Excerpt provided:
########################################
I spent the morning taking pictures of liquid amber leaves and all sorts of other colorful tree leaves or petals that shone in the sun. I love the sparkling beauty of sunlight. The pictures are not ready yet, but I found a poem about fall colors, so here it is.
As everyone knows, November in California is the equivalent of September in Canada, and our fall display of color ends only at Christmas. The first daffodils are coming out already, confused.
The Way
Do you like the poplars?
They line up the streets
cutting across sugar beet fields
on the outskirts of Warsaw
The yellow heart-shaped leaves
tremble in the breeze, glisten
like molten metal after the rain
The California poplars stand straight
and tall, guarding the way
Two fence poles gossip
The fields sparkle with color –
Fuchsia, rusty orange,
Burnt mauve, and bronze
The summer grass is dead
The rocks bruised purple
By the dying sun
Only the sky, blessed by honey,
Shines with the mandarin certainty
Of coming home
Would you like to know everything about everything? How about narrowing the focus and knowing just one thing, right now? Is knowing it all better than loving it all? Or some of it? As far as we can see? Astronomers keep finding clouds of matter further and further away. Billions of years. The seventh-billion human was born recently, or so we heard. Could you love seven billion people, even in theory? Possibly not. The numbers are too overwhelming.
Holidays give us a perfect opportunity to leave billions of people to their own resources, abandon trillions of stars spread across billions of light years to their unimaginable cosmic scale, and to focus on the people we are closest to, those we are connected with either biologically, through genetic links of kinship, or by choice, through that strange thing called "love."
It is probably because I got so completely disconnected from my "kinship network" and the safety of my genetically-predetermined, linguistically-defined environment, that I like writing about love so much. Writing is a substitute for doing, Freud knew that. At one point, I tried to define the various types of love, from desire to acceptance. The word itself is completely overused and extremely hard to put in a poem.
There is no greater love than... Love your neighbor... Do you love me? ... Mommy loves you...I love this necklace... I love turkey?
What does a single person without a single family member nearby do on Thanksgiving or Christmas? Mope around? Try to score an invitation to someone's party? Write? I wake up early and look at the sky above the hills outside my window. I make up memories of non-existent past. They are nicer than the real ones, I'm sure of that.
A Jewel Box Sunrise
Silver cirrus clouds float west
Like shoals of fish in an amethyst sky.
Sun rises over a wintry orchard.
The smooth zeppelin of poetry
Carries me above the tangle of dreams.
I rest, bruised after stumbling
Through twisted roots, broken tree limbs.
Frost grows flowers on window panes.
See how they dance? You nod
Over your morning tea. “You are welcome”
I smile at your questioning gaze.
My grandma’s gold-rimmed china cup
Warms your hands. Steam rises
From the bright topaz liquid.
“Tea flows in your veins, sweets,”
You say, laughing. The helium of words
Fills the skin of the moment.
########################################
Activity list:
(1) Answer these questions about the fall colors post:
(a) Which month in California does the post call the equivalent of September in Canada?
(b) In "The Way," which trees line the streets that cut across sugar beet fields outside Warsaw?
(c) In "A Jewel Box Sunrise," what kind of cup warms the listener's hands?
(2) How would the fall colors post go on after its last line? Write the next part.
The listing isn't needed for anything here.
########################################
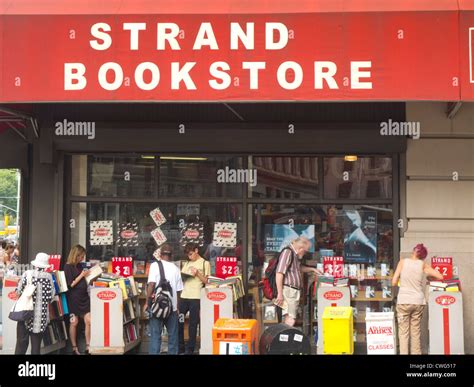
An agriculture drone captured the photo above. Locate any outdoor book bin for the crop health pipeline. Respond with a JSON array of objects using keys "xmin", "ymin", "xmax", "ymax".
[
  {"xmin": 323, "ymin": 306, "xmax": 354, "ymax": 355},
  {"xmin": 212, "ymin": 318, "xmax": 258, "ymax": 355}
]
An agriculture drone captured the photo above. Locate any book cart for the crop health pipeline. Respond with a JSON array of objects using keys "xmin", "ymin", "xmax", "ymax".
[{"xmin": 90, "ymin": 287, "xmax": 141, "ymax": 354}]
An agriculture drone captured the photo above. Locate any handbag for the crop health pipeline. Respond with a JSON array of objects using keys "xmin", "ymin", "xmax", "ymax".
[{"xmin": 8, "ymin": 272, "xmax": 36, "ymax": 321}]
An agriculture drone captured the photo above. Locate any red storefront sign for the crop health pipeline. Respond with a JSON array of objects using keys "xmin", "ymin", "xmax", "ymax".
[
  {"xmin": 0, "ymin": 0, "xmax": 474, "ymax": 102},
  {"xmin": 112, "ymin": 257, "xmax": 133, "ymax": 277}
]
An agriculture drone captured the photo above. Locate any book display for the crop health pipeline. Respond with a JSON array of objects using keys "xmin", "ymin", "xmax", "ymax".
[{"xmin": 90, "ymin": 273, "xmax": 142, "ymax": 354}]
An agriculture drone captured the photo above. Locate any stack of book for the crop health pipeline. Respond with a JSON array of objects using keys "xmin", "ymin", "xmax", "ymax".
[
  {"xmin": 206, "ymin": 275, "xmax": 245, "ymax": 301},
  {"xmin": 92, "ymin": 273, "xmax": 139, "ymax": 301},
  {"xmin": 429, "ymin": 278, "xmax": 461, "ymax": 292}
]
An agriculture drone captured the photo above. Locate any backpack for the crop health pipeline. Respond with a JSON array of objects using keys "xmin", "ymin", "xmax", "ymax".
[
  {"xmin": 150, "ymin": 260, "xmax": 173, "ymax": 320},
  {"xmin": 262, "ymin": 247, "xmax": 295, "ymax": 300}
]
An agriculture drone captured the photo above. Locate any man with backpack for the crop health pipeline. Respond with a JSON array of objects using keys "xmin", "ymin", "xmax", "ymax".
[
  {"xmin": 147, "ymin": 244, "xmax": 183, "ymax": 355},
  {"xmin": 275, "ymin": 237, "xmax": 322, "ymax": 326}
]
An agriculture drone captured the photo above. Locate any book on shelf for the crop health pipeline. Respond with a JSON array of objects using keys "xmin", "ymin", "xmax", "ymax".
[
  {"xmin": 206, "ymin": 275, "xmax": 245, "ymax": 301},
  {"xmin": 128, "ymin": 277, "xmax": 138, "ymax": 297}
]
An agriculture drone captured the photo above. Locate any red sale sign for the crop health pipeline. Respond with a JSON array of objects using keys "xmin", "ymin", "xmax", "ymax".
[
  {"xmin": 323, "ymin": 257, "xmax": 344, "ymax": 278},
  {"xmin": 431, "ymin": 257, "xmax": 453, "ymax": 279},
  {"xmin": 216, "ymin": 257, "xmax": 239, "ymax": 279},
  {"xmin": 46, "ymin": 255, "xmax": 61, "ymax": 272},
  {"xmin": 112, "ymin": 257, "xmax": 133, "ymax": 277}
]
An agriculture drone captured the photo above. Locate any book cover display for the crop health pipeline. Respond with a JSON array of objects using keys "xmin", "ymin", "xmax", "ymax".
[
  {"xmin": 117, "ymin": 221, "xmax": 139, "ymax": 247},
  {"xmin": 150, "ymin": 207, "xmax": 166, "ymax": 227},
  {"xmin": 180, "ymin": 222, "xmax": 204, "ymax": 247},
  {"xmin": 212, "ymin": 222, "xmax": 237, "ymax": 248},
  {"xmin": 337, "ymin": 210, "xmax": 377, "ymax": 265},
  {"xmin": 265, "ymin": 224, "xmax": 314, "ymax": 253},
  {"xmin": 90, "ymin": 220, "xmax": 114, "ymax": 246},
  {"xmin": 151, "ymin": 227, "xmax": 167, "ymax": 246}
]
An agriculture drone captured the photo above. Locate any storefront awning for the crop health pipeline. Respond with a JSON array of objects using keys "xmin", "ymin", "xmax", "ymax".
[{"xmin": 0, "ymin": 0, "xmax": 474, "ymax": 103}]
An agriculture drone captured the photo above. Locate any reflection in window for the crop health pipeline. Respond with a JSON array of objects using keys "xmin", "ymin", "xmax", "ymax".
[
  {"xmin": 324, "ymin": 156, "xmax": 392, "ymax": 199},
  {"xmin": 71, "ymin": 155, "xmax": 155, "ymax": 197},
  {"xmin": 71, "ymin": 202, "xmax": 242, "ymax": 278},
  {"xmin": 252, "ymin": 156, "xmax": 318, "ymax": 199},
  {"xmin": 160, "ymin": 156, "xmax": 242, "ymax": 198}
]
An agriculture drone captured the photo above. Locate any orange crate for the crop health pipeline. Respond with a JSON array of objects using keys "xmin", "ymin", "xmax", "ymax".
[{"xmin": 212, "ymin": 318, "xmax": 258, "ymax": 355}]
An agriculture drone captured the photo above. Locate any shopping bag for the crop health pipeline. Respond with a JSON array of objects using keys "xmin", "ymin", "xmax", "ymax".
[{"xmin": 8, "ymin": 272, "xmax": 36, "ymax": 321}]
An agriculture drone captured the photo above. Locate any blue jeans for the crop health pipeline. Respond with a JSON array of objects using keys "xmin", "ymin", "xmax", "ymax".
[{"xmin": 148, "ymin": 311, "xmax": 178, "ymax": 355}]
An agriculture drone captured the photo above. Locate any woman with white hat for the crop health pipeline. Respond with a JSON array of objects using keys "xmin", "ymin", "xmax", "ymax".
[{"xmin": 15, "ymin": 253, "xmax": 55, "ymax": 355}]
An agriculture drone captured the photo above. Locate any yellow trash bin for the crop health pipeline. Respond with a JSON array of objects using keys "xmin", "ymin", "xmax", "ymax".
[{"xmin": 323, "ymin": 306, "xmax": 354, "ymax": 355}]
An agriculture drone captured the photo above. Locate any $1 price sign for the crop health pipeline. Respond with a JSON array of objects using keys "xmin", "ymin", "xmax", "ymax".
[
  {"xmin": 216, "ymin": 257, "xmax": 238, "ymax": 279},
  {"xmin": 112, "ymin": 257, "xmax": 133, "ymax": 277},
  {"xmin": 431, "ymin": 257, "xmax": 453, "ymax": 279}
]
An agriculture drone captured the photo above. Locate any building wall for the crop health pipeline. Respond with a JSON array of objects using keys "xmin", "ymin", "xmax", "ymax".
[{"xmin": 400, "ymin": 102, "xmax": 474, "ymax": 354}]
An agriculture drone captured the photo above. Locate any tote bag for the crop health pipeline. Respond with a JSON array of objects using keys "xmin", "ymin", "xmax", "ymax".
[{"xmin": 8, "ymin": 272, "xmax": 36, "ymax": 321}]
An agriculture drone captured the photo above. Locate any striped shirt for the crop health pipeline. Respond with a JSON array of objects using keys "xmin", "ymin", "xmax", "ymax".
[{"xmin": 277, "ymin": 244, "xmax": 302, "ymax": 289}]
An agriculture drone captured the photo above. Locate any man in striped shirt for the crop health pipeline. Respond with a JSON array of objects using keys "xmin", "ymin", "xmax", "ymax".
[{"xmin": 275, "ymin": 237, "xmax": 322, "ymax": 326}]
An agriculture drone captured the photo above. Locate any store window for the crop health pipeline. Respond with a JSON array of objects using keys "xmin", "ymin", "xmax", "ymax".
[
  {"xmin": 249, "ymin": 156, "xmax": 319, "ymax": 199},
  {"xmin": 324, "ymin": 156, "xmax": 392, "ymax": 199},
  {"xmin": 70, "ymin": 202, "xmax": 242, "ymax": 276},
  {"xmin": 71, "ymin": 155, "xmax": 155, "ymax": 197},
  {"xmin": 160, "ymin": 156, "xmax": 244, "ymax": 198},
  {"xmin": 248, "ymin": 204, "xmax": 394, "ymax": 352}
]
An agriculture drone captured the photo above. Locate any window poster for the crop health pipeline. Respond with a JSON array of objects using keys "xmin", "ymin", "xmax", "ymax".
[
  {"xmin": 117, "ymin": 222, "xmax": 138, "ymax": 247},
  {"xmin": 150, "ymin": 207, "xmax": 166, "ymax": 227},
  {"xmin": 180, "ymin": 222, "xmax": 204, "ymax": 247},
  {"xmin": 264, "ymin": 224, "xmax": 314, "ymax": 253},
  {"xmin": 90, "ymin": 220, "xmax": 114, "ymax": 246},
  {"xmin": 151, "ymin": 227, "xmax": 166, "ymax": 246},
  {"xmin": 337, "ymin": 210, "xmax": 377, "ymax": 265},
  {"xmin": 212, "ymin": 222, "xmax": 237, "ymax": 248}
]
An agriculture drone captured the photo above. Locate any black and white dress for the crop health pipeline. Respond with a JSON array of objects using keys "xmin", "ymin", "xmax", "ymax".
[{"xmin": 17, "ymin": 269, "xmax": 55, "ymax": 333}]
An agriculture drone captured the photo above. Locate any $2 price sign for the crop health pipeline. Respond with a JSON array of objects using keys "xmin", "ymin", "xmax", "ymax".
[
  {"xmin": 112, "ymin": 257, "xmax": 133, "ymax": 277},
  {"xmin": 323, "ymin": 257, "xmax": 344, "ymax": 278},
  {"xmin": 431, "ymin": 257, "xmax": 453, "ymax": 279},
  {"xmin": 216, "ymin": 257, "xmax": 238, "ymax": 279}
]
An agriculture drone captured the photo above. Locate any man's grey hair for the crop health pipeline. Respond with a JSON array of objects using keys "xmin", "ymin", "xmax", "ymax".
[{"xmin": 291, "ymin": 237, "xmax": 311, "ymax": 247}]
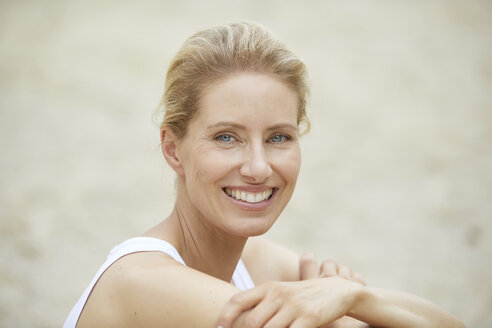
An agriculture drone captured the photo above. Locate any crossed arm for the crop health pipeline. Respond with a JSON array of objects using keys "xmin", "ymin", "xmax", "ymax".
[
  {"xmin": 218, "ymin": 252, "xmax": 465, "ymax": 328},
  {"xmin": 77, "ymin": 238, "xmax": 464, "ymax": 328}
]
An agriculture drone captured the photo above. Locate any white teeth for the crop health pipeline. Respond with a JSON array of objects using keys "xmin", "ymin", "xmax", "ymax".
[{"xmin": 225, "ymin": 188, "xmax": 273, "ymax": 203}]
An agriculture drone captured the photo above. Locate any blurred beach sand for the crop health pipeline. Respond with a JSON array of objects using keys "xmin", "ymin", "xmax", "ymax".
[{"xmin": 0, "ymin": 0, "xmax": 492, "ymax": 328}]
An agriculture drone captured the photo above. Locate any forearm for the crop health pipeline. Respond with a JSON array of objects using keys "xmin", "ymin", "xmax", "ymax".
[{"xmin": 348, "ymin": 287, "xmax": 465, "ymax": 328}]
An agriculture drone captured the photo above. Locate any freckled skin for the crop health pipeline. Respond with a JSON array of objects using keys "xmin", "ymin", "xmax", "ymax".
[{"xmin": 177, "ymin": 73, "xmax": 301, "ymax": 236}]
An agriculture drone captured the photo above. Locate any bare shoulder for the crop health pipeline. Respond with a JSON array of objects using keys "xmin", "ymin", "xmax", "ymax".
[
  {"xmin": 242, "ymin": 237, "xmax": 299, "ymax": 285},
  {"xmin": 77, "ymin": 252, "xmax": 238, "ymax": 328}
]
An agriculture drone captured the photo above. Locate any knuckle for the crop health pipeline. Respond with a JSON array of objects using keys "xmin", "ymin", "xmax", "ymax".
[
  {"xmin": 243, "ymin": 315, "xmax": 259, "ymax": 328},
  {"xmin": 229, "ymin": 294, "xmax": 243, "ymax": 306},
  {"xmin": 300, "ymin": 253, "xmax": 316, "ymax": 263}
]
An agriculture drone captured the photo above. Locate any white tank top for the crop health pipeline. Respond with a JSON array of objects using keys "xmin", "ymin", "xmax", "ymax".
[{"xmin": 63, "ymin": 237, "xmax": 255, "ymax": 328}]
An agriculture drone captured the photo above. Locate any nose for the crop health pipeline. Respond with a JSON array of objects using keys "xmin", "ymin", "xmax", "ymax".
[{"xmin": 239, "ymin": 144, "xmax": 273, "ymax": 183}]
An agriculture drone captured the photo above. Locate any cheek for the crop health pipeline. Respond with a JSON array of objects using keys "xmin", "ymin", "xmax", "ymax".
[
  {"xmin": 272, "ymin": 147, "xmax": 301, "ymax": 183},
  {"xmin": 186, "ymin": 147, "xmax": 237, "ymax": 182}
]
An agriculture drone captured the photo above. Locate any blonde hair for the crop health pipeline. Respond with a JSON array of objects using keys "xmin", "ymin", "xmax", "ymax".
[{"xmin": 158, "ymin": 22, "xmax": 310, "ymax": 138}]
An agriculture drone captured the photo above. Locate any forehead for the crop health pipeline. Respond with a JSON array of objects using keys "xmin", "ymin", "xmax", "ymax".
[{"xmin": 194, "ymin": 72, "xmax": 298, "ymax": 126}]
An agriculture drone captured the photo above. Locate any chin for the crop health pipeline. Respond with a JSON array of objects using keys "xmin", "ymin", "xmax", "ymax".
[{"xmin": 228, "ymin": 218, "xmax": 275, "ymax": 238}]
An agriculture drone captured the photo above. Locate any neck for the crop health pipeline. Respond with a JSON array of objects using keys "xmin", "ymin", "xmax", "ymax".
[{"xmin": 145, "ymin": 197, "xmax": 247, "ymax": 282}]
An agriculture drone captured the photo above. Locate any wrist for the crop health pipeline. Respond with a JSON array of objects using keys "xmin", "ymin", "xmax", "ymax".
[{"xmin": 347, "ymin": 283, "xmax": 369, "ymax": 319}]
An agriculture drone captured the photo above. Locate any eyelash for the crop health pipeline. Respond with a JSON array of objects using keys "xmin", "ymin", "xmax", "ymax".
[{"xmin": 214, "ymin": 133, "xmax": 292, "ymax": 143}]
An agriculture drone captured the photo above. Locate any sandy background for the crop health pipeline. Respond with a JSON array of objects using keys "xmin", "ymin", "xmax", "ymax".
[{"xmin": 0, "ymin": 0, "xmax": 492, "ymax": 328}]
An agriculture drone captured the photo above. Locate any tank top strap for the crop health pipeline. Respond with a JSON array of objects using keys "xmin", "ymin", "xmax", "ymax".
[
  {"xmin": 107, "ymin": 237, "xmax": 186, "ymax": 265},
  {"xmin": 232, "ymin": 259, "xmax": 255, "ymax": 290},
  {"xmin": 63, "ymin": 237, "xmax": 255, "ymax": 328}
]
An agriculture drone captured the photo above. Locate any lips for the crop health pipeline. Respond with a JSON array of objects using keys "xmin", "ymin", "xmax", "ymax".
[{"xmin": 223, "ymin": 188, "xmax": 274, "ymax": 204}]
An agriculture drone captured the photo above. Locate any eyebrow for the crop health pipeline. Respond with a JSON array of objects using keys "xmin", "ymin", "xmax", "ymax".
[{"xmin": 207, "ymin": 121, "xmax": 297, "ymax": 130}]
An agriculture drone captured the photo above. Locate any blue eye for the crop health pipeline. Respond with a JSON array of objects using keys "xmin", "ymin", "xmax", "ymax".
[
  {"xmin": 215, "ymin": 134, "xmax": 236, "ymax": 142},
  {"xmin": 270, "ymin": 134, "xmax": 290, "ymax": 143}
]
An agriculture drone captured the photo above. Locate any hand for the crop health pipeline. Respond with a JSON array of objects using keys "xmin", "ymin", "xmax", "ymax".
[
  {"xmin": 299, "ymin": 253, "xmax": 366, "ymax": 286},
  {"xmin": 299, "ymin": 253, "xmax": 369, "ymax": 328},
  {"xmin": 218, "ymin": 277, "xmax": 361, "ymax": 328}
]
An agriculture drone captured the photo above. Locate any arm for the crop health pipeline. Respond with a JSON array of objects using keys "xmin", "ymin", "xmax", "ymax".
[
  {"xmin": 77, "ymin": 252, "xmax": 252, "ymax": 328},
  {"xmin": 219, "ymin": 277, "xmax": 464, "ymax": 328}
]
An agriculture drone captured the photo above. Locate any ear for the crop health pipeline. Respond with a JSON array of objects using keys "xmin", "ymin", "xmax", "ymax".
[{"xmin": 161, "ymin": 127, "xmax": 184, "ymax": 175}]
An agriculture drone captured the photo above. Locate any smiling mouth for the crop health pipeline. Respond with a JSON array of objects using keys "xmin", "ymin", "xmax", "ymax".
[{"xmin": 223, "ymin": 188, "xmax": 274, "ymax": 204}]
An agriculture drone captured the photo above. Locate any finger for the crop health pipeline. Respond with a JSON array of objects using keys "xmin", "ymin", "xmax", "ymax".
[
  {"xmin": 289, "ymin": 316, "xmax": 319, "ymax": 328},
  {"xmin": 353, "ymin": 272, "xmax": 367, "ymax": 286},
  {"xmin": 299, "ymin": 253, "xmax": 318, "ymax": 280},
  {"xmin": 263, "ymin": 307, "xmax": 295, "ymax": 328},
  {"xmin": 217, "ymin": 285, "xmax": 265, "ymax": 328},
  {"xmin": 242, "ymin": 296, "xmax": 282, "ymax": 328},
  {"xmin": 338, "ymin": 265, "xmax": 352, "ymax": 280},
  {"xmin": 319, "ymin": 260, "xmax": 338, "ymax": 278}
]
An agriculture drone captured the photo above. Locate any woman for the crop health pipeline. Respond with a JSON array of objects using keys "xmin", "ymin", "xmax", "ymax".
[{"xmin": 64, "ymin": 23, "xmax": 463, "ymax": 328}]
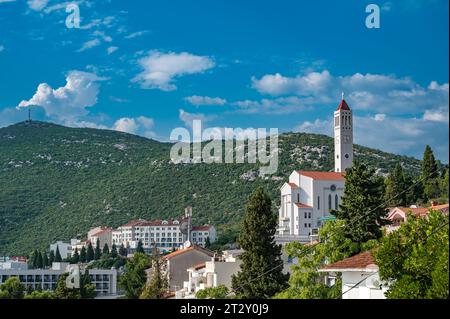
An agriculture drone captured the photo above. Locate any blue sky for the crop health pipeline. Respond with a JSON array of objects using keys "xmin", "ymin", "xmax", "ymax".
[{"xmin": 0, "ymin": 0, "xmax": 449, "ymax": 162}]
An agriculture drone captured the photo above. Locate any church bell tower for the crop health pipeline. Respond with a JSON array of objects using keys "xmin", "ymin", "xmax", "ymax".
[{"xmin": 334, "ymin": 93, "xmax": 353, "ymax": 173}]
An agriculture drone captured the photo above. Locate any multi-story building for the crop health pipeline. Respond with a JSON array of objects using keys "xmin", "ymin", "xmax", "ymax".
[
  {"xmin": 112, "ymin": 217, "xmax": 216, "ymax": 251},
  {"xmin": 0, "ymin": 263, "xmax": 117, "ymax": 295},
  {"xmin": 277, "ymin": 99, "xmax": 353, "ymax": 243}
]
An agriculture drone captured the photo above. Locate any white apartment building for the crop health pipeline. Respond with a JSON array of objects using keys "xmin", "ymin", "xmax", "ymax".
[
  {"xmin": 0, "ymin": 263, "xmax": 117, "ymax": 295},
  {"xmin": 88, "ymin": 227, "xmax": 113, "ymax": 249},
  {"xmin": 112, "ymin": 218, "xmax": 216, "ymax": 251},
  {"xmin": 276, "ymin": 98, "xmax": 353, "ymax": 243}
]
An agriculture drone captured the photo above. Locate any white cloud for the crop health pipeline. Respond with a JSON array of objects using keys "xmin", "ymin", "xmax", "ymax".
[
  {"xmin": 77, "ymin": 39, "xmax": 101, "ymax": 52},
  {"xmin": 133, "ymin": 51, "xmax": 215, "ymax": 91},
  {"xmin": 184, "ymin": 95, "xmax": 227, "ymax": 106},
  {"xmin": 27, "ymin": 0, "xmax": 49, "ymax": 11},
  {"xmin": 294, "ymin": 116, "xmax": 449, "ymax": 162},
  {"xmin": 252, "ymin": 70, "xmax": 449, "ymax": 115},
  {"xmin": 106, "ymin": 46, "xmax": 119, "ymax": 55},
  {"xmin": 18, "ymin": 71, "xmax": 104, "ymax": 124},
  {"xmin": 124, "ymin": 30, "xmax": 150, "ymax": 39},
  {"xmin": 113, "ymin": 116, "xmax": 156, "ymax": 138},
  {"xmin": 179, "ymin": 109, "xmax": 215, "ymax": 128}
]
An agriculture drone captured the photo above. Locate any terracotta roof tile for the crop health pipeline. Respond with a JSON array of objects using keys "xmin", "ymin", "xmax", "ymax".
[
  {"xmin": 337, "ymin": 99, "xmax": 350, "ymax": 111},
  {"xmin": 321, "ymin": 251, "xmax": 375, "ymax": 271}
]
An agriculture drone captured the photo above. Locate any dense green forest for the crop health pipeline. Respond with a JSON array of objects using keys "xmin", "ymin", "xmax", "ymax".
[{"xmin": 0, "ymin": 121, "xmax": 421, "ymax": 255}]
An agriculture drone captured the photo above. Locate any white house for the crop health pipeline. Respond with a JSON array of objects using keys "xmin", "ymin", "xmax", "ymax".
[
  {"xmin": 111, "ymin": 217, "xmax": 217, "ymax": 251},
  {"xmin": 175, "ymin": 250, "xmax": 243, "ymax": 299},
  {"xmin": 277, "ymin": 99, "xmax": 353, "ymax": 242},
  {"xmin": 319, "ymin": 251, "xmax": 389, "ymax": 299}
]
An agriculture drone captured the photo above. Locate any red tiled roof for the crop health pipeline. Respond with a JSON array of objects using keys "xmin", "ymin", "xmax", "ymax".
[
  {"xmin": 337, "ymin": 99, "xmax": 350, "ymax": 111},
  {"xmin": 190, "ymin": 263, "xmax": 206, "ymax": 270},
  {"xmin": 297, "ymin": 171, "xmax": 345, "ymax": 181},
  {"xmin": 192, "ymin": 225, "xmax": 211, "ymax": 231},
  {"xmin": 295, "ymin": 203, "xmax": 312, "ymax": 208},
  {"xmin": 321, "ymin": 251, "xmax": 375, "ymax": 271}
]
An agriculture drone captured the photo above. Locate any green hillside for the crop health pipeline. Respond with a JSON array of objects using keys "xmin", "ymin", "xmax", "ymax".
[{"xmin": 0, "ymin": 122, "xmax": 420, "ymax": 255}]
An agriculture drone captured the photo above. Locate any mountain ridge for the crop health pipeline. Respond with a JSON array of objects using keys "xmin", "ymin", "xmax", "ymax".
[{"xmin": 0, "ymin": 121, "xmax": 420, "ymax": 255}]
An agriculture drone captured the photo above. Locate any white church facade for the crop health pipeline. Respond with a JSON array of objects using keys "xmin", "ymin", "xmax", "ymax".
[{"xmin": 277, "ymin": 98, "xmax": 353, "ymax": 242}]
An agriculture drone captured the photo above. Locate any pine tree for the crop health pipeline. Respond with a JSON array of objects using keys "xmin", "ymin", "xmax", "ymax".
[
  {"xmin": 232, "ymin": 188, "xmax": 287, "ymax": 299},
  {"xmin": 42, "ymin": 252, "xmax": 50, "ymax": 268},
  {"xmin": 86, "ymin": 243, "xmax": 94, "ymax": 262},
  {"xmin": 385, "ymin": 164, "xmax": 412, "ymax": 207},
  {"xmin": 102, "ymin": 243, "xmax": 109, "ymax": 255},
  {"xmin": 334, "ymin": 161, "xmax": 387, "ymax": 245},
  {"xmin": 30, "ymin": 249, "xmax": 38, "ymax": 269},
  {"xmin": 111, "ymin": 244, "xmax": 117, "ymax": 258},
  {"xmin": 94, "ymin": 238, "xmax": 102, "ymax": 260},
  {"xmin": 36, "ymin": 250, "xmax": 44, "ymax": 269},
  {"xmin": 48, "ymin": 250, "xmax": 55, "ymax": 267},
  {"xmin": 136, "ymin": 240, "xmax": 145, "ymax": 254},
  {"xmin": 80, "ymin": 246, "xmax": 87, "ymax": 263},
  {"xmin": 421, "ymin": 145, "xmax": 440, "ymax": 201},
  {"xmin": 72, "ymin": 248, "xmax": 80, "ymax": 264},
  {"xmin": 55, "ymin": 245, "xmax": 62, "ymax": 263}
]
########################################
Replies:
(1)
(a) November
(b) Poplars
(c) The speaker's grandma's gold-rimmed china cup

(2)
“Come here” – you wrap
Your arms around my waist.
A kiss of herbal fragrance.
Dawn blossoms into lucid light.
We go outside, stand under
Snow-covered cherry trees.
They sigh and crackle. Their sap
Rises deep beneath the bark.
The white balloons of our breaths
Dissipate through cold air crystals.
I’m glad I waited so long
For my jewel box sunrise.
_____________________________
The "Jewel Box" poem came from the coldness of an air-conditioned room and being really, and I mean, really bored with an endless meeting. This is why I'm never bored. In transit, on a plane, waiting for a red light - if I find a bit of paper of any kind, I just write, write, write. Is it a better way of spending time than doing anything else, like fretting and complaining? Possibly. The results are here to stay.
Pity the modern chefs of astounding inventiveness; we can never eat twice what they cook. Pity the musicians before the advent of recordings; we could never listen twice to their voices. The notation was, and is, just a skeleton of a music that came to life under their fingers, with the air they breathed.
But pity the poets? We still know the names of Sappho, Dante, Keats. The words change meaning as the river of language flows, like lava, through centuries. The liquid, effervescent stream shifts, evolves, and transforms itself in response to the new landscape it encounters. We translate and re-translate ancient poetic gems into new linguistic guises. Poetry lives, sparkling with love. It is the mirror of the spirit, life itself.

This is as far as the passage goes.